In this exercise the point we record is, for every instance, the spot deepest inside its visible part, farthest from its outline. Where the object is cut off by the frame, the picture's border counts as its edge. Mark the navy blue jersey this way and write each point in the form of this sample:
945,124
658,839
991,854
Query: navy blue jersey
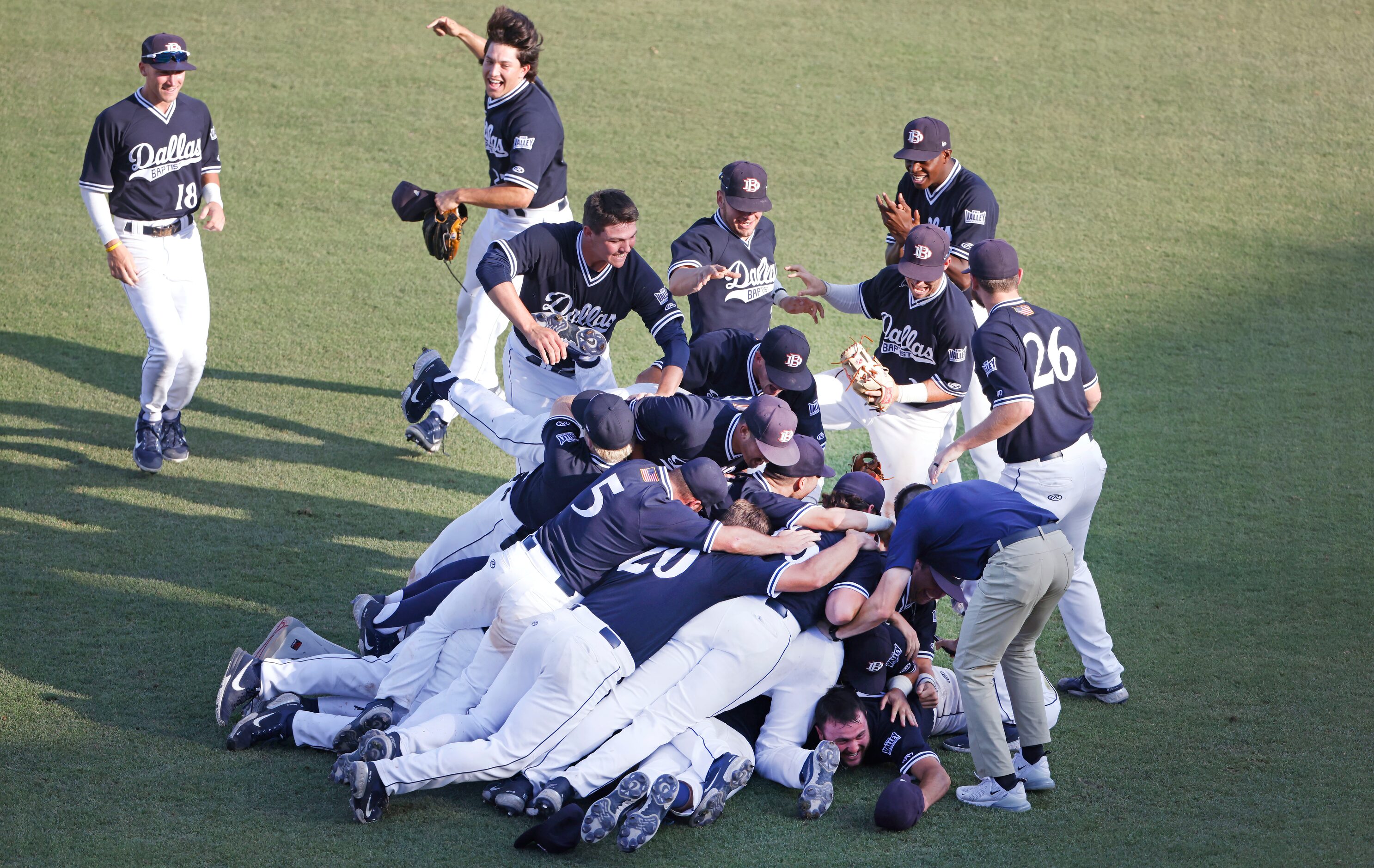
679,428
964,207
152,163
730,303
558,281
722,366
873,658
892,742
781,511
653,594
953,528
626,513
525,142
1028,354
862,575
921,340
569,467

---

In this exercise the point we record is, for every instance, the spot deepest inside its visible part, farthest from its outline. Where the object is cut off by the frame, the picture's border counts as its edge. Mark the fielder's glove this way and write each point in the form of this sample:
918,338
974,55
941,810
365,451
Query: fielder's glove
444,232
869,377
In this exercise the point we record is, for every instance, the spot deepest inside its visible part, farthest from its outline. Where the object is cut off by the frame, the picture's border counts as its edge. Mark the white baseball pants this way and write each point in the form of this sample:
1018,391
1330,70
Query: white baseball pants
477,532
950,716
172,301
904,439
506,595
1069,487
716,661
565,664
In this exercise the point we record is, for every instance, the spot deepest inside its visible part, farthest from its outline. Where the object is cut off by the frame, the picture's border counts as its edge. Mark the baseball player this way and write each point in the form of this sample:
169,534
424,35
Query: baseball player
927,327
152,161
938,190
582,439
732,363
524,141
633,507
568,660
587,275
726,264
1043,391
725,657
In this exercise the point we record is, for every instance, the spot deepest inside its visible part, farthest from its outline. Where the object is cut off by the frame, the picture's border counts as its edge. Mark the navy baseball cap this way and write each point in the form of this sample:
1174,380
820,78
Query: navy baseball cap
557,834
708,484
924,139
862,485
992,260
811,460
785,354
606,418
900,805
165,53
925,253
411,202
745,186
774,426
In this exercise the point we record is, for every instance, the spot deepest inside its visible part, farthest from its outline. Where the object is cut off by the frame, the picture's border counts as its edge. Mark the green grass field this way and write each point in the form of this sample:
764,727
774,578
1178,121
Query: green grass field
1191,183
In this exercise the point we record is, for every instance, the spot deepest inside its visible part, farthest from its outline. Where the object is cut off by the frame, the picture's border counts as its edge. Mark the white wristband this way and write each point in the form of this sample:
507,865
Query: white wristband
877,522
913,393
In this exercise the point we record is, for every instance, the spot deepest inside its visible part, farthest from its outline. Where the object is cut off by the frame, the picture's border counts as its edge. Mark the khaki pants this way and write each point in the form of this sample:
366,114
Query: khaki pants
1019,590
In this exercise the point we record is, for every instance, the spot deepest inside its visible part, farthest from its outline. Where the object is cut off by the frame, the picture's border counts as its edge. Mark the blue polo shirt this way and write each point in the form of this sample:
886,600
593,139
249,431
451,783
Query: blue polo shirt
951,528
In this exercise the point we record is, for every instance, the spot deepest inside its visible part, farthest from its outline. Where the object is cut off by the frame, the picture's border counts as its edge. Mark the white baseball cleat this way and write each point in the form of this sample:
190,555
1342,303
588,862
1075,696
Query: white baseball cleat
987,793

= GOAL =
List every line in the rows above that contains the word "jersey".

= PROBLEM SOLUTION =
In this exercise the point we record is, for every instance, the spot deepest inside its visible part, farthest from its outline. Where the object is cut off by the frame, the picture's border counts as its edge. Mark the navy blue jersey this way and write each point in the form of this sample:
Query: navy blue jersey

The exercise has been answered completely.